[Object location annotation data]
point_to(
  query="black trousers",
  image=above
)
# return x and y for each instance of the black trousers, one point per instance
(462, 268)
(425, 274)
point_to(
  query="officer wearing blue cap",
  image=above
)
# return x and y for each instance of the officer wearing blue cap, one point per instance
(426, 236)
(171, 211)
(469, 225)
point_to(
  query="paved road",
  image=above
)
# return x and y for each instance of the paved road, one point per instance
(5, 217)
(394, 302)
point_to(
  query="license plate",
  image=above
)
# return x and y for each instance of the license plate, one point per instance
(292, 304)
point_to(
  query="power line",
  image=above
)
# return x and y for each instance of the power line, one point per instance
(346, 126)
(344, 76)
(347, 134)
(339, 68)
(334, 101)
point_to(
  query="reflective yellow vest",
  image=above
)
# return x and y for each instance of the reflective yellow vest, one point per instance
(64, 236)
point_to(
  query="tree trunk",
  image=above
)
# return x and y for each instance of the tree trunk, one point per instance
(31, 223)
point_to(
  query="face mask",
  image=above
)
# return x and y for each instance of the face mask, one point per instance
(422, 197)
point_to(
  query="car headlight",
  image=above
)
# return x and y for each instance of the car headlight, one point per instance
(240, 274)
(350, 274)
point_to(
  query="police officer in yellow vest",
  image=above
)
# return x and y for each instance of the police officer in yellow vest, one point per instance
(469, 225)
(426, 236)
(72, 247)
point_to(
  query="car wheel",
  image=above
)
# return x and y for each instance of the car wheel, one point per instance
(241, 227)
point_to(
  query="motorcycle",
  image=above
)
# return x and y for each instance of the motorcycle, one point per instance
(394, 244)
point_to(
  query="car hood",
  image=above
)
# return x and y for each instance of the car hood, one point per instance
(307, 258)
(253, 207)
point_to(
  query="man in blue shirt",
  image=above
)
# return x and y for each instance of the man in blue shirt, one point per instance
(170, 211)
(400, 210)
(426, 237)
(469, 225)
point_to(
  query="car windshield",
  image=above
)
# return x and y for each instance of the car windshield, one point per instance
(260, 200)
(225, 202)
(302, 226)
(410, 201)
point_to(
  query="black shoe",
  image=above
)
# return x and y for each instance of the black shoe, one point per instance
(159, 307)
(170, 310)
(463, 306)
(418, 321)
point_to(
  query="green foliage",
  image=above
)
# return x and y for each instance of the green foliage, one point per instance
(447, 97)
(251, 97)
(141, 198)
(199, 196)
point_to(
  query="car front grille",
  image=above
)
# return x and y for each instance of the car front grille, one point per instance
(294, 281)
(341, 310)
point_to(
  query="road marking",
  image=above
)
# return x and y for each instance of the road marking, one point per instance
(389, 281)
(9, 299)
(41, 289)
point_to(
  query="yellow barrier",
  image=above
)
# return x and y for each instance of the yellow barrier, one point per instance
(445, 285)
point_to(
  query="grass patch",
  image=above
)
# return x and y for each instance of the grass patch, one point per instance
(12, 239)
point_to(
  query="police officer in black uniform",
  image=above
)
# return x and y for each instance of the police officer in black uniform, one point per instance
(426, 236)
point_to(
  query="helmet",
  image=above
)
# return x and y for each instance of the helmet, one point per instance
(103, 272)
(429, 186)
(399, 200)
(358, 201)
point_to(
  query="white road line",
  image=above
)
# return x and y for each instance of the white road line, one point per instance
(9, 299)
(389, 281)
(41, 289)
==
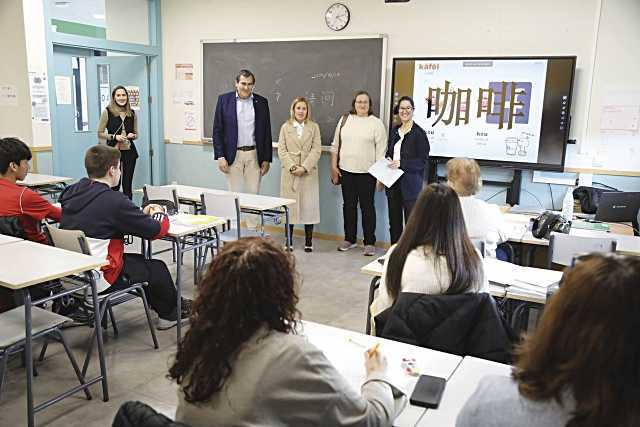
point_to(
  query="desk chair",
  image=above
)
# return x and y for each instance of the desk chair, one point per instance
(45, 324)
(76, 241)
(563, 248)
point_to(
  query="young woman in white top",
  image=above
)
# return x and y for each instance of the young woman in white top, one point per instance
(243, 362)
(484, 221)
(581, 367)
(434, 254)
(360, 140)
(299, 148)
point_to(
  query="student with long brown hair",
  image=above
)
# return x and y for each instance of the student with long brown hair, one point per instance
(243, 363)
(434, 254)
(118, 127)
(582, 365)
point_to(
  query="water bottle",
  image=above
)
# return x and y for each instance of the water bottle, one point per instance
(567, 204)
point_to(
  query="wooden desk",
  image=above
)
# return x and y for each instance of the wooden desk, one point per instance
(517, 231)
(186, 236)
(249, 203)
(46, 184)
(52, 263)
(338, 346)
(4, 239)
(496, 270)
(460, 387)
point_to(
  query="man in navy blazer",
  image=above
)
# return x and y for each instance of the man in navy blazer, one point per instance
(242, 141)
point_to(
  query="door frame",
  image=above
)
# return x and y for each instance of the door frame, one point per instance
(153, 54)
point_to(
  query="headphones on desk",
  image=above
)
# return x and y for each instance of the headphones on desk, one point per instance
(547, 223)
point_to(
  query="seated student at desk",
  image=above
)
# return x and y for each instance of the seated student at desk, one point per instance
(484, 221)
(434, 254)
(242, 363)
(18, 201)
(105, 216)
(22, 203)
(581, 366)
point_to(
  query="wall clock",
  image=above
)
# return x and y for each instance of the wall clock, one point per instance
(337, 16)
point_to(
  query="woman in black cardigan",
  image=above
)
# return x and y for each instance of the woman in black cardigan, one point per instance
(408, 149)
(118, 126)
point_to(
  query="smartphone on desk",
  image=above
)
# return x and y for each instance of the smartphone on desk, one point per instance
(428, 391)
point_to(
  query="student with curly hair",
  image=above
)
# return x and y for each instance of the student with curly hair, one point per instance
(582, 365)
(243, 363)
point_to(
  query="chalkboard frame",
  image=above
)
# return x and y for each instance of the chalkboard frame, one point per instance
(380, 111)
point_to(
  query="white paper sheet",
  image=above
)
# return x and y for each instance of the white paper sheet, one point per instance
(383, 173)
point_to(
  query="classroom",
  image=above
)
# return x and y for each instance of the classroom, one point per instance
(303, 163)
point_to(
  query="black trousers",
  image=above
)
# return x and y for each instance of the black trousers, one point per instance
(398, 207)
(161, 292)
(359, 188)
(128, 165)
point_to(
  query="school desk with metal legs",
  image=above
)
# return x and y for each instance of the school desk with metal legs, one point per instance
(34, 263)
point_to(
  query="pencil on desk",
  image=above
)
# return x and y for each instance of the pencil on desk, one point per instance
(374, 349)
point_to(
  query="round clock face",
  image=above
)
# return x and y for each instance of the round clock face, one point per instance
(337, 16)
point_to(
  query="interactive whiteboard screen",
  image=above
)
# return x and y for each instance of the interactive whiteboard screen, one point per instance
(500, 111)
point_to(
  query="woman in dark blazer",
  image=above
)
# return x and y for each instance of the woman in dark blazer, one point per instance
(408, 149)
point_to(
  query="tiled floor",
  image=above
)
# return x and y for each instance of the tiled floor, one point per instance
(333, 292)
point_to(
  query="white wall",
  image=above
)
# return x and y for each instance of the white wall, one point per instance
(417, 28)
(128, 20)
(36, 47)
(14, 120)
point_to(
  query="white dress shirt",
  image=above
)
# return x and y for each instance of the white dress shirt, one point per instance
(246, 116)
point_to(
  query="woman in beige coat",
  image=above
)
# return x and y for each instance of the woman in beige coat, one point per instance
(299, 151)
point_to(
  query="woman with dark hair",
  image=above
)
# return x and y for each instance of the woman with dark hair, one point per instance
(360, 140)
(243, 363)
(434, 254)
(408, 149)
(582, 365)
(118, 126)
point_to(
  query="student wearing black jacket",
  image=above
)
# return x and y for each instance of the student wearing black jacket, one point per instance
==
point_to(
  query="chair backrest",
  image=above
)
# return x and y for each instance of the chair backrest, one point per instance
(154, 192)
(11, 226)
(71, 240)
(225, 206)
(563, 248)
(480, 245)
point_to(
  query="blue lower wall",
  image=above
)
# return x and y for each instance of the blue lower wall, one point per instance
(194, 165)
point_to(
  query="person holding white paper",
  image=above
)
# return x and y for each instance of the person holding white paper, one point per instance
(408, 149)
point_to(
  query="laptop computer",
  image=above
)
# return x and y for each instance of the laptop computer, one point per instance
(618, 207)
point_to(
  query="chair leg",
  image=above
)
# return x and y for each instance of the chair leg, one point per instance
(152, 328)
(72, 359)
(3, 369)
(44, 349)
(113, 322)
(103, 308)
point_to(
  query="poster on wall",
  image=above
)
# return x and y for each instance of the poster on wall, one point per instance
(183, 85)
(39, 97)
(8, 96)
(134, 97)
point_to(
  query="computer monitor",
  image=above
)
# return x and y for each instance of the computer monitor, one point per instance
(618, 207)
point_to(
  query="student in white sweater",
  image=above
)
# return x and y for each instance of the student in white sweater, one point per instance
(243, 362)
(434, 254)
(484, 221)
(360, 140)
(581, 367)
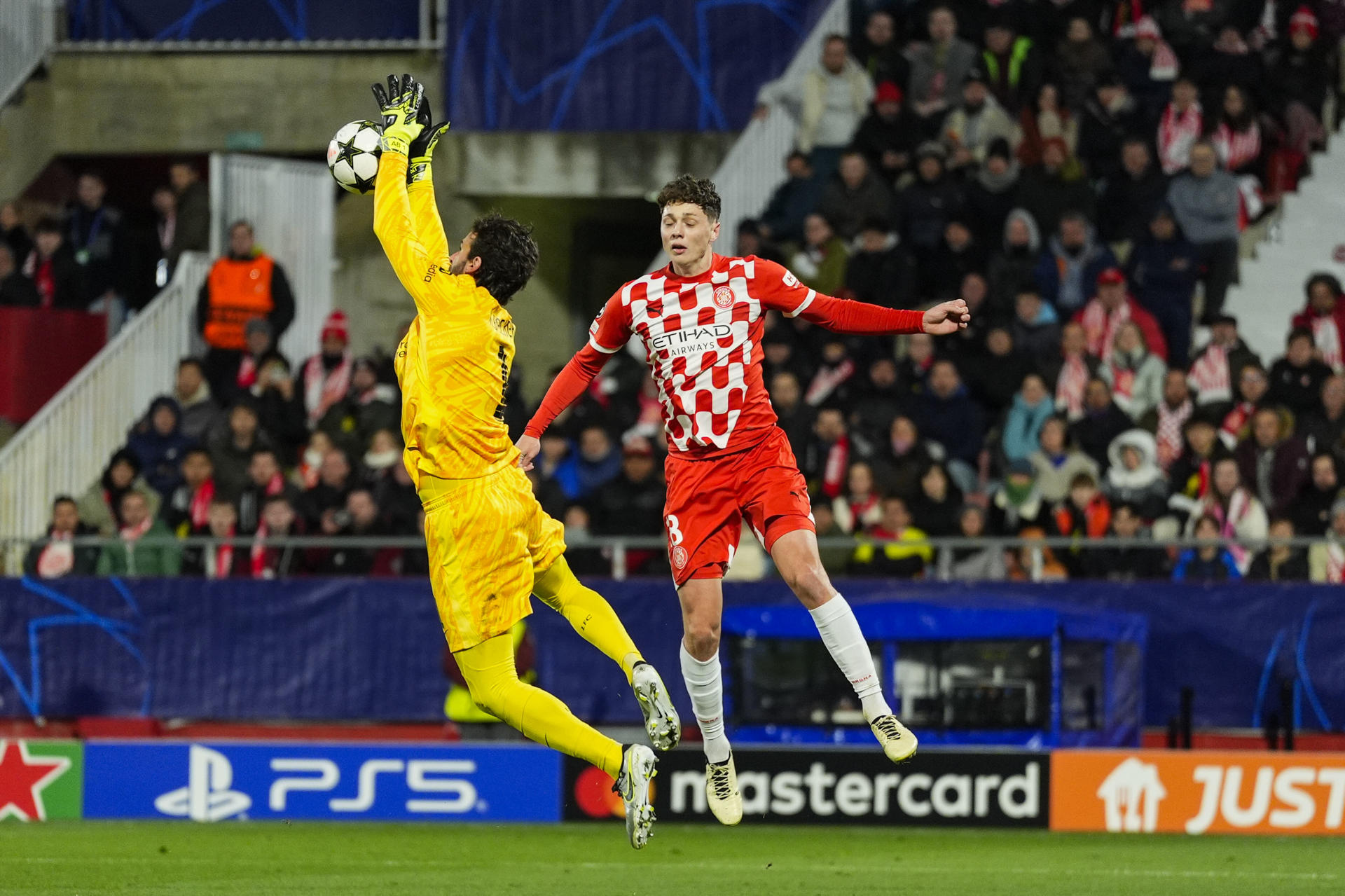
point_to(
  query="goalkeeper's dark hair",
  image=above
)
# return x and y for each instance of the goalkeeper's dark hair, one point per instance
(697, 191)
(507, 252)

▶ What the task requires:
Gather every line of the items above that contains the string "grass". Letter case matters.

▶ Answer to the problem:
  query="grass patch",
# return x and y for each instance of the grass patch, one point per instance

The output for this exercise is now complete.